"Give me
the world," Mark Lucente called out to a wall-size screen
projected in front of him. He spread his long arms to define a
circle, and a large blue globe materialized, spinning on the
screen. The trade-show crowd drew closer—a guy controlling
a computer with gestures. "Make it this big," the lanky
inventor said to the wall, moving his hands closer together,
and the world got smaller. The crowd gasped.
The public got its first hard look at Mark Lucente—and the
things that preoccupy him—three years ago in the IBM booth at
computer trade show Comdex. At the time, the 30-something
MIT-trained researcher was exploring new ways for people to
interact with computers, and many still talk about the
demonstration he gave—part David Copperfield, part high-tech
soothsayer—in the crowded Las Vegas Convention Center.

================================

_Given exercise_. Reproduce word for word the portion of the passage on Mark Lucente's gesture demonstration starting at "The public got" and ending at "Vegas Convention Center.".

Data items:
================================

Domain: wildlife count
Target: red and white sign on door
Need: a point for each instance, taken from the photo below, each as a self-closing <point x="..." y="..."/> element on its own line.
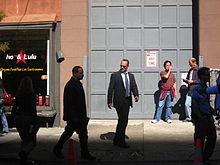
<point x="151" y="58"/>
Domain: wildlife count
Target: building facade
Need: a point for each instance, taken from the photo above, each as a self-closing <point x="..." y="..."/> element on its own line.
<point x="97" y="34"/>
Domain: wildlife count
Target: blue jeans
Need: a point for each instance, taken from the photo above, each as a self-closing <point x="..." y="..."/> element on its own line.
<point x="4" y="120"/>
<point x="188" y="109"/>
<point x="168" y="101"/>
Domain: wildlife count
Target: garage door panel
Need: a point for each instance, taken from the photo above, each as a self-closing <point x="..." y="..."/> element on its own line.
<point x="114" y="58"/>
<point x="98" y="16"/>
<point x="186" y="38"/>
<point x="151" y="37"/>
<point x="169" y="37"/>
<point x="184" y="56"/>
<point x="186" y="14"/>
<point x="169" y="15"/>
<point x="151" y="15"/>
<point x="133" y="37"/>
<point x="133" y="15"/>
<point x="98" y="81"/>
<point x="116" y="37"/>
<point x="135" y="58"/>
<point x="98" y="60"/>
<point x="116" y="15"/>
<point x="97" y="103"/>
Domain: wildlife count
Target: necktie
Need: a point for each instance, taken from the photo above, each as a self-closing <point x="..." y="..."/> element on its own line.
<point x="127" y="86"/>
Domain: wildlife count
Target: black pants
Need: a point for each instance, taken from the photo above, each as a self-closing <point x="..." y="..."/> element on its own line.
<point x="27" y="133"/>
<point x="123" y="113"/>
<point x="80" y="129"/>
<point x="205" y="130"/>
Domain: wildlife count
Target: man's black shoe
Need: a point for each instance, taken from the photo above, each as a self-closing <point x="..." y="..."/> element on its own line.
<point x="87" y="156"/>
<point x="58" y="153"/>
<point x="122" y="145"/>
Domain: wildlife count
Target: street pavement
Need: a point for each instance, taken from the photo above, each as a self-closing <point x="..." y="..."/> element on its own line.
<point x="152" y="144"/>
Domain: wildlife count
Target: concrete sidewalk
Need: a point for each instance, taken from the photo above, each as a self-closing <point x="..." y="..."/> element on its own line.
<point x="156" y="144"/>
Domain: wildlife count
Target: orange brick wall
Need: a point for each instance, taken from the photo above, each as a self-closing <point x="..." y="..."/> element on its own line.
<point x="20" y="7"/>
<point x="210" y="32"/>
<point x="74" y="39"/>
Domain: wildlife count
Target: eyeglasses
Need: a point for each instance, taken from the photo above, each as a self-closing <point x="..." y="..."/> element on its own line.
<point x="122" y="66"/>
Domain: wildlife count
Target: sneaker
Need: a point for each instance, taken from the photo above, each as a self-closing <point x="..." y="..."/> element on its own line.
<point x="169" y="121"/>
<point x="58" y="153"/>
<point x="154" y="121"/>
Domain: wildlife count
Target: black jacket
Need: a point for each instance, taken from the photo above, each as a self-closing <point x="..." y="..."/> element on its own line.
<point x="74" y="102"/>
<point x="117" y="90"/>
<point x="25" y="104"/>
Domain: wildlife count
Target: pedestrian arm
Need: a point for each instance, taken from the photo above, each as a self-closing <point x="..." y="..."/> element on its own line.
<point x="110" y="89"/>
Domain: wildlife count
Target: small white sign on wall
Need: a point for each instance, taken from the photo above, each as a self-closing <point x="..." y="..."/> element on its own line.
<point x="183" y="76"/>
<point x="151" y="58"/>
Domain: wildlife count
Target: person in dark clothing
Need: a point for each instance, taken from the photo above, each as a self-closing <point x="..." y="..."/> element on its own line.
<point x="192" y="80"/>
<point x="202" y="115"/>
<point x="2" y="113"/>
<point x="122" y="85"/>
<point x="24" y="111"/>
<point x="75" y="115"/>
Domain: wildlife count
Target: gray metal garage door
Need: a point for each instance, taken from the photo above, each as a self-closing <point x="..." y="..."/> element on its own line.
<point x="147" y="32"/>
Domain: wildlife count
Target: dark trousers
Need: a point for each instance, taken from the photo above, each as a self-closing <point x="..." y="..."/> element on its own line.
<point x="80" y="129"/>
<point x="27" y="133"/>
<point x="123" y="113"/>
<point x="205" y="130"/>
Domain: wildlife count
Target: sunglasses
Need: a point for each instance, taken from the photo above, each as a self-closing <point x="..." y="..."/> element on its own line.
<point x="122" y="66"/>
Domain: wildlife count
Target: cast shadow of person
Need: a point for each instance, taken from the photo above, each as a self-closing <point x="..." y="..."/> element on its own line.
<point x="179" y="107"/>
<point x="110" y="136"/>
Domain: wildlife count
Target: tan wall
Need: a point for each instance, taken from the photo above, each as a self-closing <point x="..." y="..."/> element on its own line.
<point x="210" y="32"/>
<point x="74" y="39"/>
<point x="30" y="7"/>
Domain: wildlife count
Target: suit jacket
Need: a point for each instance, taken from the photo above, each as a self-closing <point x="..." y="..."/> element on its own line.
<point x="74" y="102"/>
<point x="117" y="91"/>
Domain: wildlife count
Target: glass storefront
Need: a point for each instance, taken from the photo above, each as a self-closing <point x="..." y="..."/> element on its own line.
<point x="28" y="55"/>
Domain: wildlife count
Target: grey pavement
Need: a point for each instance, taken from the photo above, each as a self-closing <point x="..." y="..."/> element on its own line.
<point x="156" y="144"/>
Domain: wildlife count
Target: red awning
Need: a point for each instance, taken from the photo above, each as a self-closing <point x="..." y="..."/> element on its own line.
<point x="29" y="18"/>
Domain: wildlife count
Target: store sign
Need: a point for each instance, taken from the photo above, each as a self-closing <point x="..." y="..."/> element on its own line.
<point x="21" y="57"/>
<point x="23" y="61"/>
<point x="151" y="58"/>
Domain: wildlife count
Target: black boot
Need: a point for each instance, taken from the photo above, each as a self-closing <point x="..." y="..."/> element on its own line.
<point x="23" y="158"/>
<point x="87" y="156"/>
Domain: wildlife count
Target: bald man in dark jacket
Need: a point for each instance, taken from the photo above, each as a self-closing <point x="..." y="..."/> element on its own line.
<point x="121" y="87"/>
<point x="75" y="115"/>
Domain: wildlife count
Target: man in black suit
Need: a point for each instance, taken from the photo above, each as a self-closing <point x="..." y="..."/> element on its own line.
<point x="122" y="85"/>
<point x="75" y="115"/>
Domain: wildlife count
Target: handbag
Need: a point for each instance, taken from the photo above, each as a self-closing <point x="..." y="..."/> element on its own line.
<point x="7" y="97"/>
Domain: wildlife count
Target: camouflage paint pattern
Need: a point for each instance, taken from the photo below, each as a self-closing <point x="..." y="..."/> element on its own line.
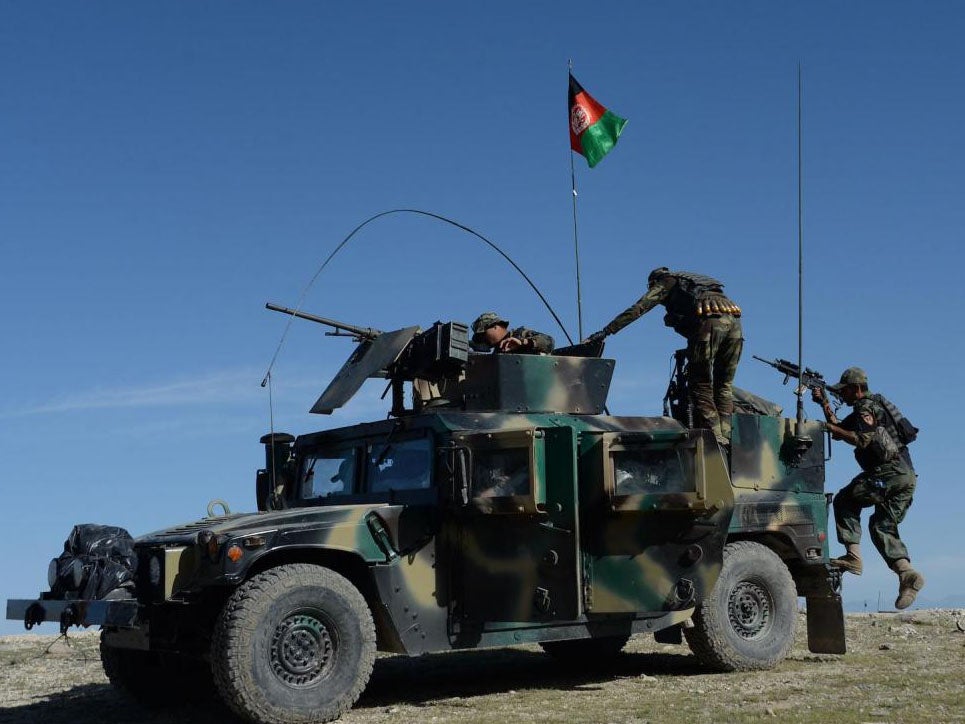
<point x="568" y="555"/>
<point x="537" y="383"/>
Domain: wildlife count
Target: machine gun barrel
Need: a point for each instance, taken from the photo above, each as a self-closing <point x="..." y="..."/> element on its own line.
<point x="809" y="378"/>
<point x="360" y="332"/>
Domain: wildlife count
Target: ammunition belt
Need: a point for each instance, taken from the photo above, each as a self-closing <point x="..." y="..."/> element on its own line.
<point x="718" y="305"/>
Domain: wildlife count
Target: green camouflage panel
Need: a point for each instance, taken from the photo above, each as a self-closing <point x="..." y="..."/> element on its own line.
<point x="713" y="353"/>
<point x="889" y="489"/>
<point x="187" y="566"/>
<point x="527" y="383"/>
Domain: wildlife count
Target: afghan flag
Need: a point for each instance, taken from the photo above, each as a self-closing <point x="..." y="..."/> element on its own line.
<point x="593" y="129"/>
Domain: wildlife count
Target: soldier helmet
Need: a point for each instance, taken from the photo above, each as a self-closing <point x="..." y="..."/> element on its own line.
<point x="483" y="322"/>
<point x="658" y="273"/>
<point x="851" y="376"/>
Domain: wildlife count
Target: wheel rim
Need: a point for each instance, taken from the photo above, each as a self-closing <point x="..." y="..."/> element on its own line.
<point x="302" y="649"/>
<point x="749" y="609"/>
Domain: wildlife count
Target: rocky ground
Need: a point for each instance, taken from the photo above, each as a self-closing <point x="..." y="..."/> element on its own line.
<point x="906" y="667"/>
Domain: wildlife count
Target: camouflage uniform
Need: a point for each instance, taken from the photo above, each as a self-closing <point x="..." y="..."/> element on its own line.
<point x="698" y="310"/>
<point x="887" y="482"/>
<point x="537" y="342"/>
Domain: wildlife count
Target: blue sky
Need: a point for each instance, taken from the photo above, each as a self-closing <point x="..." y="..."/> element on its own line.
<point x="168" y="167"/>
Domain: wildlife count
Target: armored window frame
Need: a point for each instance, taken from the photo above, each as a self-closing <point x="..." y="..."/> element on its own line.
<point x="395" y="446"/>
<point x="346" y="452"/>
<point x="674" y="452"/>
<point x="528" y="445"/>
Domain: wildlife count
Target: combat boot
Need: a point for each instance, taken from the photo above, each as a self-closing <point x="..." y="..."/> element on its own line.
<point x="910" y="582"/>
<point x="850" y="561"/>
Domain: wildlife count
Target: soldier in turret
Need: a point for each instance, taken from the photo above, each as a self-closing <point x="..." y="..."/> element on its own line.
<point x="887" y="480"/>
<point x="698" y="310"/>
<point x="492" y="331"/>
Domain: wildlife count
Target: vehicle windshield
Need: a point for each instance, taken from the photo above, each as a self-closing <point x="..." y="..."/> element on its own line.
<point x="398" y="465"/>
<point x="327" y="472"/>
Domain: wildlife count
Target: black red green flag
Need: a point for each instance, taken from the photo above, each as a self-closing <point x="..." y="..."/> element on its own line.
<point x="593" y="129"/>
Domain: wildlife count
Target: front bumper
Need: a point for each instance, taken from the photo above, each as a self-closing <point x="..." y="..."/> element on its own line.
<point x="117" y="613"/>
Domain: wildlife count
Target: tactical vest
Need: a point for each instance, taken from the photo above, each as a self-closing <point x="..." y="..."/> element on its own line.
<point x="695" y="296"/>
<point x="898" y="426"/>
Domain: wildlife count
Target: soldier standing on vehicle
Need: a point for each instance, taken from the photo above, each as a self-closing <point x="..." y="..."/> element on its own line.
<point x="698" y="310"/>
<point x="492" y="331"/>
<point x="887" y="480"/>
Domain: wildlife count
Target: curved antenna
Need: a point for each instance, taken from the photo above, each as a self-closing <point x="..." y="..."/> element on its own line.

================================

_Full answer_.
The public got its first hard look at Mark Lucente—and the
things that preoccupy him—three years ago in the IBM booth at
computer trade show Comdex. At the time, the 30-something
MIT-trained researcher was exploring new ways for people to
interact with computers, and many still talk about the
demonstration he gave—part David Copperfield, part high-tech
soothsayer—in the crowded Las Vegas Convention Center.